WASHINGTON: After overseeing the biggest spending spree in US history, President Barack Obama will devote this week to fiscal responsibility.
Yesterday the White House held a “Fiscal Responsibility Summit” with members of Congress, business and labor leaders, and dozens of advisers and adversaries to discuss how to curb a burgeoning federal deficit laden with Social Security, Medicare and Medicaid obligations.
White House officials say the president’s budget, to be presented in Congress on Thursday, will reflect the promises he made on the campaign trail, such as the expanded health insurance, while also confronting the deficit he inherited from his predecessor, President George W. Bush.
His first budget will also offer an ambitious pledge to halve the more than $1 trillion national deficit within four years in spite of having embarked on the biggest US spending spree since the 1930s.
To do that, the president will reduce Iraq War spending, end George Bush’s tax breaks for the wealthiest Americans earning over $250,000 a year by 2011, and streamline the government.
He will also promise to end the practice of keeping some items (such as the cost of the Iraq War) out of the budget. Coupled with recent stimulus spending, that will mean dramatically higher deficit numbers.

Dataset extract:

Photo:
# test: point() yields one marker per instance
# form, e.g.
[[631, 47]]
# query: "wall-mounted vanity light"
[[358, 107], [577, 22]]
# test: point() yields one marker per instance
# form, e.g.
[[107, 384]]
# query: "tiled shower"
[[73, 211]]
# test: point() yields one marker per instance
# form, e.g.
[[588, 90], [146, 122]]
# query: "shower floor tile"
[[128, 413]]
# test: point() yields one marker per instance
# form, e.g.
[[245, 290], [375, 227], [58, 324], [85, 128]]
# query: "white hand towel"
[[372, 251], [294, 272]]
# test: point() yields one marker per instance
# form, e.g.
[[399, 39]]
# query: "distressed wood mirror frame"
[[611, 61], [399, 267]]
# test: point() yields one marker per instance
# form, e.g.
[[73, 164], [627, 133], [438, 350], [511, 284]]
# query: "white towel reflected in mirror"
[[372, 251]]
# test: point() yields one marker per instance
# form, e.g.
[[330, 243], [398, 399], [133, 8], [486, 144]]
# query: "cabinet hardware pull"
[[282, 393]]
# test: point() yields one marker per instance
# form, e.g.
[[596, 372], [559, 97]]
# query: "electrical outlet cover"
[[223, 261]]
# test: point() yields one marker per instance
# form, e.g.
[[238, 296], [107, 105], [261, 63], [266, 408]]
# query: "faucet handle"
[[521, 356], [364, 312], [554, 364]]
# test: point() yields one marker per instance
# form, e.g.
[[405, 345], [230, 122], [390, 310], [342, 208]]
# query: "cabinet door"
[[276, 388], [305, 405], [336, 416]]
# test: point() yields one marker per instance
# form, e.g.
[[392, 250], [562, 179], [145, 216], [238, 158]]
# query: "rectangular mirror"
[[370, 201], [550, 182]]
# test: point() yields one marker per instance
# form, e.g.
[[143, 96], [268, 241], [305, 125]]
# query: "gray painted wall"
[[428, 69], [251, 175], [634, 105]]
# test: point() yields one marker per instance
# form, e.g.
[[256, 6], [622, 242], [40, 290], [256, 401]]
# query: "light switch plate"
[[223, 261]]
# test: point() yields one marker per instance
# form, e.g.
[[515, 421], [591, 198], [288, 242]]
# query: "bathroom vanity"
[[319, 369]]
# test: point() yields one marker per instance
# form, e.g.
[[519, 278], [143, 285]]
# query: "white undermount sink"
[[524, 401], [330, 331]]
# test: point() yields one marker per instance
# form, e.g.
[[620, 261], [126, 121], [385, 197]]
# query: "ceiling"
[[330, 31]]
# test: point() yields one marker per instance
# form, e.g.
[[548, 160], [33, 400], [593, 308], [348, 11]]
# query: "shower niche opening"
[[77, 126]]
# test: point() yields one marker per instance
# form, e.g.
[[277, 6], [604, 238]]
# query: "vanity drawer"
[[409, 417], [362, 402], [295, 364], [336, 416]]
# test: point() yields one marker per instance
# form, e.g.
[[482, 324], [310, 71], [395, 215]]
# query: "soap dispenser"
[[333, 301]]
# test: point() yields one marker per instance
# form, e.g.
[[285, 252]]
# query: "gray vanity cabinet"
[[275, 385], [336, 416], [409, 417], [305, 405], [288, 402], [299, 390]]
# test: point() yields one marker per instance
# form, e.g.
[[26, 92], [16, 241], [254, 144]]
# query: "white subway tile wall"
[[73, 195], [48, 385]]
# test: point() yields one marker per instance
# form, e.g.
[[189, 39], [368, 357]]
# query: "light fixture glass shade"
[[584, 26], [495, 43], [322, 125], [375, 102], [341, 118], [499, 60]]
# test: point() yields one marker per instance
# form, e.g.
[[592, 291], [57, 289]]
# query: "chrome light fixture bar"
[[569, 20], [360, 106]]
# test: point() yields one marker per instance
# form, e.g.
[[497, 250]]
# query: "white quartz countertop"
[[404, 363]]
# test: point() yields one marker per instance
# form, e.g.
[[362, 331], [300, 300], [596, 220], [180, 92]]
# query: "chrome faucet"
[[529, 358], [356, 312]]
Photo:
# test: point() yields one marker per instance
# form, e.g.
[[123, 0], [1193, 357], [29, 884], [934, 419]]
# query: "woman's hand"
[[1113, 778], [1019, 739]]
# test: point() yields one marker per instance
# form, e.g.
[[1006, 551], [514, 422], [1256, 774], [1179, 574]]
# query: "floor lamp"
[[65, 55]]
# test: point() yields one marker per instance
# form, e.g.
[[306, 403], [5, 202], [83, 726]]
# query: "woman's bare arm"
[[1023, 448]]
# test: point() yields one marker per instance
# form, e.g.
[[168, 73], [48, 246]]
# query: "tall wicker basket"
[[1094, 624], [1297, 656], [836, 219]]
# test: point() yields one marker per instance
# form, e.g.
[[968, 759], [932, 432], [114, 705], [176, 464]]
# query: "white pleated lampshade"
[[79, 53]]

Your instructions: In the news report on Obama's budget, what does his first budget pledge to do about the national deficit, and within what period?

Answer space: It pledges to halve the more than $1 trillion national deficit within four years.